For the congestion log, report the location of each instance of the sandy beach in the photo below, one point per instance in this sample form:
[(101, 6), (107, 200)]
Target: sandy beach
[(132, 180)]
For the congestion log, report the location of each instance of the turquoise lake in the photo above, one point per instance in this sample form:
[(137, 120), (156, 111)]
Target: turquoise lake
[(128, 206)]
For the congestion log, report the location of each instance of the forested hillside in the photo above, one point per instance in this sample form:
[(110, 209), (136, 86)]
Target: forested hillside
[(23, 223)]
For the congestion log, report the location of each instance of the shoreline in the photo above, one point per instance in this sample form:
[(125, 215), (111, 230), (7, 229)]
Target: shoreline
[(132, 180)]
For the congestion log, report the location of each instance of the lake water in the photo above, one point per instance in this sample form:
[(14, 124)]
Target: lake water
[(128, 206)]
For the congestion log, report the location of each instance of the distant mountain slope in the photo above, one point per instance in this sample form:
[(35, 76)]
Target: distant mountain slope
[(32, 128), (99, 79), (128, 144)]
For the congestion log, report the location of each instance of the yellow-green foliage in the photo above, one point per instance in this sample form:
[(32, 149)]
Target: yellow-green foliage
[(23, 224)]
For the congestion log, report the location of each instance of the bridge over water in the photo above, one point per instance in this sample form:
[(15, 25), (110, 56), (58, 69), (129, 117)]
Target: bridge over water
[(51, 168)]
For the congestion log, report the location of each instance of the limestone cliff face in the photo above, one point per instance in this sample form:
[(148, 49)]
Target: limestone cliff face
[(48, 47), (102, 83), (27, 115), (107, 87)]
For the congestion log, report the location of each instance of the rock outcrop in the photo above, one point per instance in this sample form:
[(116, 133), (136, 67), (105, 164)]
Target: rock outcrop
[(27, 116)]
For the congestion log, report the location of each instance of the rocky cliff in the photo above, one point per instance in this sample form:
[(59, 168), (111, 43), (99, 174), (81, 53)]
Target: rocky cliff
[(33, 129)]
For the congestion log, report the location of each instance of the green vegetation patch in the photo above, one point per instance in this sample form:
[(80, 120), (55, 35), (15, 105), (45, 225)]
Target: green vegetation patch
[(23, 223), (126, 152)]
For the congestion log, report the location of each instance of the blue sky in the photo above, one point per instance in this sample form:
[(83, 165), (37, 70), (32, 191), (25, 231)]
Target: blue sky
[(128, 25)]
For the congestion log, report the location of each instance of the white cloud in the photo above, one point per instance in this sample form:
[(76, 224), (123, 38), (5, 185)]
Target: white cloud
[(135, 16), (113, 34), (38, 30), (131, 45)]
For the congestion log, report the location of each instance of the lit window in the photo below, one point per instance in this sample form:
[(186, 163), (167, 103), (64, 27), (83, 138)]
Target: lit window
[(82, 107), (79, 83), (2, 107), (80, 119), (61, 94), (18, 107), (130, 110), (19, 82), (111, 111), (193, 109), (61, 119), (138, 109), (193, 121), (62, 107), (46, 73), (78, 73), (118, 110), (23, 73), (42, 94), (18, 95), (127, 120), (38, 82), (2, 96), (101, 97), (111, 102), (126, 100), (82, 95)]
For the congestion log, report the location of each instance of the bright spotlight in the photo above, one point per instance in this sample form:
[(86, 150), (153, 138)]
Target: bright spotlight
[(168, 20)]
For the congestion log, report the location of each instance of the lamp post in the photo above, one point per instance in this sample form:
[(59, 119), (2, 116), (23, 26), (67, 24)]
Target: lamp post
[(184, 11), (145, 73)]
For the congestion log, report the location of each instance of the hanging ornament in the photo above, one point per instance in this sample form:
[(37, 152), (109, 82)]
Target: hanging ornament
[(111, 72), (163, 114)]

^^^^^^^^^^^^^^^^

*Problem details:* Return every line of the entries above as a JSON list of strings, one string per line, leaving out blank lines.

*Response to the task:*
[
  "For the congestion log, report the location of each instance of the sandy beach in the photo below, one point per instance in this sample form:",
  "[(101, 6), (107, 200)]",
  "Target: sandy beach",
  "[(132, 180)]",
  "For the congestion log, report the location of each instance of the turquoise lake in the photo above, one point per instance in this sample form:",
  "[(137, 120), (156, 111)]",
  "Target: turquoise lake",
  "[(128, 206)]",
  "For the congestion log, report the location of each instance of the forested hillside in the photo above, one point per instance in this sample form:",
  "[(110, 209), (136, 86)]",
  "Target: forested hillside",
  "[(23, 223)]",
  "For the congestion log, report the location of each instance of the shoreline in the photo above, one point per instance in this sample form:",
  "[(125, 215), (111, 230), (7, 229)]",
  "Target: shoreline",
  "[(132, 180)]",
  "For the congestion log, report the location of each instance of the lake water in the photo above, one point per instance in this sample form:",
  "[(14, 124)]",
  "Target: lake water",
  "[(128, 206)]",
  "For the congestion log, report the location of each instance of the distant mountain slope in the photo above, one point per instance in this sample form:",
  "[(35, 76)]",
  "Target: distant mountain slope",
  "[(32, 128), (99, 79), (128, 144)]",
  "For the congestion log, report the location of each instance of the yellow-green foliage in the photo above, one point per instance in this sample form:",
  "[(32, 149)]",
  "Target: yellow-green foliage",
  "[(23, 224)]",
  "For the congestion log, report the location of each instance of the bridge over water in the photo above, one point per instance in this sample form:",
  "[(15, 25), (110, 56), (58, 69), (129, 117)]",
  "Target: bridge over water",
  "[(51, 168)]",
  "For the congestion log, report the location of each instance of the limestone cliff face in the photo above, one point per instance in this sample form:",
  "[(148, 49)]",
  "Target: limestone cliff face",
  "[(48, 47), (102, 83), (27, 115), (107, 87)]",
  "For the congestion log, report the location of each instance of the rock outcrop in the photo above, one point per instance in this sample form:",
  "[(116, 133), (136, 67), (105, 164)]",
  "Target: rock outcrop",
  "[(27, 116)]",
  "For the congestion log, report the location of each instance of the rocky cliff in the photo above, one point per instance in this sample form:",
  "[(59, 168), (111, 43), (99, 174), (81, 53)]",
  "Target: rocky cliff",
  "[(33, 129)]",
  "For the congestion log, report the location of each instance of the green vegetation patch in the photo above, one point per instance in this sample form:",
  "[(80, 120), (55, 35), (15, 105), (45, 225)]",
  "Target: green vegetation patch",
  "[(23, 223), (126, 152)]",
  "For the congestion log, report the location of each instance of the blue sky in the photo above, one point per instance in this sample form:",
  "[(83, 165), (37, 70), (32, 191), (25, 231)]",
  "Target: blue sky",
  "[(128, 25)]",
  "For the congestion log, report the location of each instance of the white cloud in the photo above, one point per instance in this sample form:",
  "[(76, 224), (123, 38), (5, 185)]",
  "Target: white cloud",
  "[(135, 16), (113, 34), (38, 30), (131, 45)]",
  "For the congestion log, report the location of each instance of the lit window in the photo below, one point per instance in this sample form:",
  "[(186, 163), (167, 103), (64, 27), (83, 138)]",
  "Target: lit window",
  "[(82, 107), (79, 83), (2, 107), (80, 119), (61, 94), (18, 107), (130, 110), (19, 82), (111, 111), (193, 109), (61, 119), (138, 109), (193, 121), (62, 107), (46, 73), (78, 73), (118, 110), (23, 73), (42, 94), (18, 95), (127, 120), (38, 82), (2, 96), (101, 97), (111, 102), (126, 100), (82, 95)]",
  "For the congestion log, report the location of each instance of the bright spotlight in the photo above, one point per instance in this sample form:",
  "[(86, 150), (153, 138)]",
  "Target: bright spotlight",
  "[(168, 20)]",
  "For the congestion log, report the location of each instance of the lamp post in the photo above, one point per instance in this sample form:",
  "[(59, 119), (2, 116), (23, 26), (67, 24)]",
  "Target: lamp post",
  "[(184, 11), (145, 73)]",
  "For the congestion log, report the location of each instance of the hanging ornament in the photo above, one point per instance in this sample form:",
  "[(37, 152), (109, 82)]",
  "Target: hanging ornament",
  "[(111, 72), (163, 114)]"
]